Emit the line that holds "Please give the outline of every instance of the player's" and all lines following it through the end of the data, verbatim, and nothing else.

LISTING =
# # # # # # #

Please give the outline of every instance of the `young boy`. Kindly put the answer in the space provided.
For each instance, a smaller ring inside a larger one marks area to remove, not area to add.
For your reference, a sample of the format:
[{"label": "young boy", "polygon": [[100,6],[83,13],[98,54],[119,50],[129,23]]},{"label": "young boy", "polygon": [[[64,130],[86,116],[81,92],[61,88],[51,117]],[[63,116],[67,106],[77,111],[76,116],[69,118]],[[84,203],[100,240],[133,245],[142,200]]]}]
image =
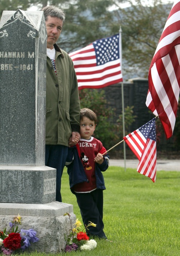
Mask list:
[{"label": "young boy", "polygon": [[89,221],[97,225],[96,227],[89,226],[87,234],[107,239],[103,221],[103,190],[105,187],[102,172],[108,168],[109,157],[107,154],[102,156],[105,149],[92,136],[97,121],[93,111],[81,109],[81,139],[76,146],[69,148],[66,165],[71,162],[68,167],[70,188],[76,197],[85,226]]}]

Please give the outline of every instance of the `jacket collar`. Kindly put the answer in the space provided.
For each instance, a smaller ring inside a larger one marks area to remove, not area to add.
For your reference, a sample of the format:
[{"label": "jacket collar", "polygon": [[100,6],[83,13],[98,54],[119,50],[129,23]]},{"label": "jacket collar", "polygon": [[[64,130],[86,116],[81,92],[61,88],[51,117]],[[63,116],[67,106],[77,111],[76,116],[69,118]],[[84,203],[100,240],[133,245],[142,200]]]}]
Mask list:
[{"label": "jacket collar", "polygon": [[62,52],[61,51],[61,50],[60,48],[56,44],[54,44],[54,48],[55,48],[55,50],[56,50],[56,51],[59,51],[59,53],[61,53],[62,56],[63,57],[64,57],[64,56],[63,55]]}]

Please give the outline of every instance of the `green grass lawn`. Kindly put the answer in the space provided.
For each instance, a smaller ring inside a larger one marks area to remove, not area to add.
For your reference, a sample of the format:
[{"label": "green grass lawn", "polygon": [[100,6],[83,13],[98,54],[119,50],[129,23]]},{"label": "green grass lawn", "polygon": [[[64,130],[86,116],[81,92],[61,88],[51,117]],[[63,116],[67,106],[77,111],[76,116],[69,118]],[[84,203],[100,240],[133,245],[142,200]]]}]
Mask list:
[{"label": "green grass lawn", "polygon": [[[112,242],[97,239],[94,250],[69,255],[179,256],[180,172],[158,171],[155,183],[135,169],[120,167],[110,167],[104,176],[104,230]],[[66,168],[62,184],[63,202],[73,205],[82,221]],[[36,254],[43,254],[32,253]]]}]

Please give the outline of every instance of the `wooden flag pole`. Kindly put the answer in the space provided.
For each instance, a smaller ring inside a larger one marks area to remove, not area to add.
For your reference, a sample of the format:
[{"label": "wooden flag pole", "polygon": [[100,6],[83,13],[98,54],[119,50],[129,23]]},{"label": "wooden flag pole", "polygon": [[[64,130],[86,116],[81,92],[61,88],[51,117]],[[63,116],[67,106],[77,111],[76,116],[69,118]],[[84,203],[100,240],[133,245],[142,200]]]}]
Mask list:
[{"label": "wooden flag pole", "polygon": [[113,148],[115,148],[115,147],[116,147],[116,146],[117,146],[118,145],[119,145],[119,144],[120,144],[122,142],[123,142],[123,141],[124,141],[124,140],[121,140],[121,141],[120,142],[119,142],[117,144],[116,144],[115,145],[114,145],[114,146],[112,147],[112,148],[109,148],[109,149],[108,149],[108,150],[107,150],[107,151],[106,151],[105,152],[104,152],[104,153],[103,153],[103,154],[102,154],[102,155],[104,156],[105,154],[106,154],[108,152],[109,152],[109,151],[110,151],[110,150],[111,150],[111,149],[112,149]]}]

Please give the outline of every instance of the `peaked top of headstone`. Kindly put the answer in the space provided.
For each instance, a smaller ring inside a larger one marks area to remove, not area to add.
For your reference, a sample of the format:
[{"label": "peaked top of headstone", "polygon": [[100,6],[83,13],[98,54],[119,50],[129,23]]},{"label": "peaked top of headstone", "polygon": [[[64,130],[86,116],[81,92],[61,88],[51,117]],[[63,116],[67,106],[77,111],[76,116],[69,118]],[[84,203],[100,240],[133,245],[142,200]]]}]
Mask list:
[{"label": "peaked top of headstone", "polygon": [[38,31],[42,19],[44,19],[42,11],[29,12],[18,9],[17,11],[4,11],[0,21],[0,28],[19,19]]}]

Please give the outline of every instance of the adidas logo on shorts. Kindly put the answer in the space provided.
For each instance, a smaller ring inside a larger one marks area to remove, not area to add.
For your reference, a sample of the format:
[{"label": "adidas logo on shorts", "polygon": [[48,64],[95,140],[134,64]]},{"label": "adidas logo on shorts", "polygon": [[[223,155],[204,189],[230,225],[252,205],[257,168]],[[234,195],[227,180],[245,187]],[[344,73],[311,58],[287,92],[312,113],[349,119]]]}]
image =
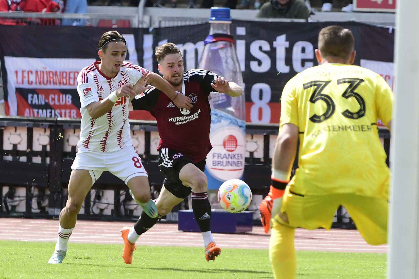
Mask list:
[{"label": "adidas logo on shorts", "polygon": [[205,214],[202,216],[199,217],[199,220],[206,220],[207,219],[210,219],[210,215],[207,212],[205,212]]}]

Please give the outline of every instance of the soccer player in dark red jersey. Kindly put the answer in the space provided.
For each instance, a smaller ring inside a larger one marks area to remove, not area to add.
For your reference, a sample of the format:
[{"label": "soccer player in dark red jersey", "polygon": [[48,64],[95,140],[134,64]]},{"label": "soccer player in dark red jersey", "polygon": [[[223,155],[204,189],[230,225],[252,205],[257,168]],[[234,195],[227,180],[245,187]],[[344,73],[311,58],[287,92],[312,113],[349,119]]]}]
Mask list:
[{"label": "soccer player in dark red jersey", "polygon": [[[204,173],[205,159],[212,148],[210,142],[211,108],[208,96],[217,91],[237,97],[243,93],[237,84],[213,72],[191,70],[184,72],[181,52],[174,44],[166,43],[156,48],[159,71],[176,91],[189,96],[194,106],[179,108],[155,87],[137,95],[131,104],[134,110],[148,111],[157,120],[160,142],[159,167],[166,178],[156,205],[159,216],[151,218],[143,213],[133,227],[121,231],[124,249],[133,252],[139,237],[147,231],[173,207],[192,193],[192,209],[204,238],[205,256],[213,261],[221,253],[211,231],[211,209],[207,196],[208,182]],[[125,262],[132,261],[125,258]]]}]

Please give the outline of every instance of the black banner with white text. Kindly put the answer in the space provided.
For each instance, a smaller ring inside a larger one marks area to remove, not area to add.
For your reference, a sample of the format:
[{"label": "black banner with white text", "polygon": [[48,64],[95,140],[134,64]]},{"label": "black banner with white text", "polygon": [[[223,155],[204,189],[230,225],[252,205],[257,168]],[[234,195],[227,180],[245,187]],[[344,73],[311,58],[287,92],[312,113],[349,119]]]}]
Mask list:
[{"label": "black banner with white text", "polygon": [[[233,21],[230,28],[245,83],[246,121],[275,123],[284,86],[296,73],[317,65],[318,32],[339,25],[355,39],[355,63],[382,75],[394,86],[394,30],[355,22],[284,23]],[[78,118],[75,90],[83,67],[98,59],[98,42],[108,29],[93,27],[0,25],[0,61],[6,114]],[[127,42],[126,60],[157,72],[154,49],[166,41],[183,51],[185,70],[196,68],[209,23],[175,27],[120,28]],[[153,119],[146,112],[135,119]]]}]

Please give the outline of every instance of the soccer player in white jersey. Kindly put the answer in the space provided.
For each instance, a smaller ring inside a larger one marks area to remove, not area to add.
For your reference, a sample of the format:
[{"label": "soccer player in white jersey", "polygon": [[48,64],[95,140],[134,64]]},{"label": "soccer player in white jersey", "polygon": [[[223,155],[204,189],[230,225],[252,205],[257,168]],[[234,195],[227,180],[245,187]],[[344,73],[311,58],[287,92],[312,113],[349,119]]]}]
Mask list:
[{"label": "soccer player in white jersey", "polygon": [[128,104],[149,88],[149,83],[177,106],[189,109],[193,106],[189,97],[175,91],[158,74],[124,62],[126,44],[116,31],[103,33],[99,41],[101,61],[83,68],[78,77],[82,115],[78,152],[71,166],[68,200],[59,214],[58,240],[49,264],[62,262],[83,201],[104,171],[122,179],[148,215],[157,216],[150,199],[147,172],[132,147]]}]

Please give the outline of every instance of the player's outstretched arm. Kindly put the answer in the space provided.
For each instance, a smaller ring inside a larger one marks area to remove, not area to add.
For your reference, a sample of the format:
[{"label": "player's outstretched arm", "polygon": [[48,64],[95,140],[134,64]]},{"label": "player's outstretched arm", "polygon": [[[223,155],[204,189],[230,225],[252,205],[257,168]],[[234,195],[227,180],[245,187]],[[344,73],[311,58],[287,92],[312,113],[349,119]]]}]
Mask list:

# # # # # # #

COMPLETE OUTPUT =
Please give the outline of every instance of the player's outstretched arm. Kindly put the answer in the space provided.
For each instance, a smaller ring inside a larger one marks area to remove, not area to add.
For your reference, a sample of the format:
[{"label": "player's outstretched arm", "polygon": [[48,64],[95,140],[134,64]]},{"label": "player's outstretched arm", "polygon": [[[223,155],[204,189],[230,225],[252,205],[257,168]],[[234,195],[227,180],[245,187]],[[344,73],[311,58],[287,92],[312,113],[349,119]]]}]
Mask list:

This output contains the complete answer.